Task goal: Render each line of the items below as a JSON list of strings, one string per line, omitting blank lines. Exclude the pictures from the list.

Rows from a dataset:
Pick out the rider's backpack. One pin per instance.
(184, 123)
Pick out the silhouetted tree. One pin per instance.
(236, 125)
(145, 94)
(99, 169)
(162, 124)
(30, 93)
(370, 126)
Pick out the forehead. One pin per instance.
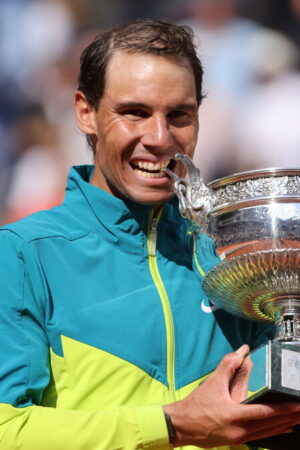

Result below:
[
  "Pick out the rider's backpack. One pin per instance.",
  "(184, 123)",
  "Pick out the silhouetted tree. One pin per instance.",
  "(236, 125)",
  "(145, 94)",
  "(99, 169)",
  "(162, 124)",
  "(30, 93)",
  "(370, 126)",
  "Pick out the forehead. One pin per instance."
]